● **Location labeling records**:
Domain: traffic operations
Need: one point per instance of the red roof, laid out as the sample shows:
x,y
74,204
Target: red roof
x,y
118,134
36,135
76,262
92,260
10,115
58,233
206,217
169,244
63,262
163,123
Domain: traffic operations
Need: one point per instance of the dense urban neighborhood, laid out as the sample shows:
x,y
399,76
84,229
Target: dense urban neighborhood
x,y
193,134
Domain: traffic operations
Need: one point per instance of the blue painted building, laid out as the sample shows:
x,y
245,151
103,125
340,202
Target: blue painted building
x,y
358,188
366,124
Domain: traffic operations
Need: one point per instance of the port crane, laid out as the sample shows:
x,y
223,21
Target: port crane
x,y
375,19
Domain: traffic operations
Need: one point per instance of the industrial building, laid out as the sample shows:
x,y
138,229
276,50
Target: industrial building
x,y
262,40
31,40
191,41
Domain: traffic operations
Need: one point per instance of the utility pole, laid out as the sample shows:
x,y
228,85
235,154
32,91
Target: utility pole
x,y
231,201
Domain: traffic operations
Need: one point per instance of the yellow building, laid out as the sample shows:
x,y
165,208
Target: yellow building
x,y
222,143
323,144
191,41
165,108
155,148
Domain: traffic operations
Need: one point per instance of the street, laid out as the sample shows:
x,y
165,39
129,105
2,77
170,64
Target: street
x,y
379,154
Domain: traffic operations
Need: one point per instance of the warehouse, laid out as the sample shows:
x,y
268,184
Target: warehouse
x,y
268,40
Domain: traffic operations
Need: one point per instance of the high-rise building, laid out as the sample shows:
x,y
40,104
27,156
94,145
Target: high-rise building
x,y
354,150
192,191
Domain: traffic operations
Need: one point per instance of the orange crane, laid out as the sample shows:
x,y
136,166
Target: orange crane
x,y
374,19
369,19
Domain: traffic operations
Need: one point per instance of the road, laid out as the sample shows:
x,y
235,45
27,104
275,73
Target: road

● **Exercise task**:
Copy out every one of the lines above without changing anything.

● **Written answer**:
Domain: traffic operations
Need: one point per instance of the red roof, laid out as the sample shows:
x,y
74,204
Target: red roof
x,y
118,134
36,135
76,262
92,260
10,115
58,233
206,217
169,244
63,262
163,123
Domain: traffic operations
Need: one point per instance of the dense urban neighborhood, laid out as the sample shows:
x,y
399,76
84,229
Target: dense urban neighborhood
x,y
193,134
Domain: traffic operations
Need: one point per instance of the blue painted building, laid out as the sample shows:
x,y
245,151
103,125
340,202
Target: blue painted building
x,y
358,188
366,124
Domain: traffic operations
Need: one point per instance of the port crane, laid out as the sample shows:
x,y
223,21
Target: port crane
x,y
375,19
Domain: traffic operations
Need: one point per instance of the industrial building, laid out as the sample shows:
x,y
138,229
276,50
Target: industrial building
x,y
262,40
31,40
191,41
Domain: traffic operations
Need: one point per instance of the utility pole, laid out as the sample shows:
x,y
228,85
235,154
32,91
Target: utility pole
x,y
231,201
Domain: traffic operations
Need: one point per instance of the yellow building, laid out as the sample shows:
x,y
165,208
Target: yellow building
x,y
222,143
323,144
191,41
165,108
155,148
Domain: traffic operations
Need: one point per instance of the street, laid out as the sample shows:
x,y
165,39
129,105
2,77
170,64
Target: street
x,y
379,154
Domain: traffic operations
Need: one point per instance of the warehouse, laid out as the sample shows:
x,y
268,184
Target: warehouse
x,y
268,40
Domain: traffic operations
Need: one point per instance of the high-rise building, laid out as the sample shows:
x,y
40,104
27,156
94,145
Target: high-rise building
x,y
354,150
192,191
Domain: traffic operations
Need: one point per instance of the orange crane, laid out as the sample shows:
x,y
136,166
Target: orange crane
x,y
374,19
369,19
Domain: traffic operations
Need: one point per instance of the road, laid out as the sample shows:
x,y
235,45
27,104
275,73
Target: road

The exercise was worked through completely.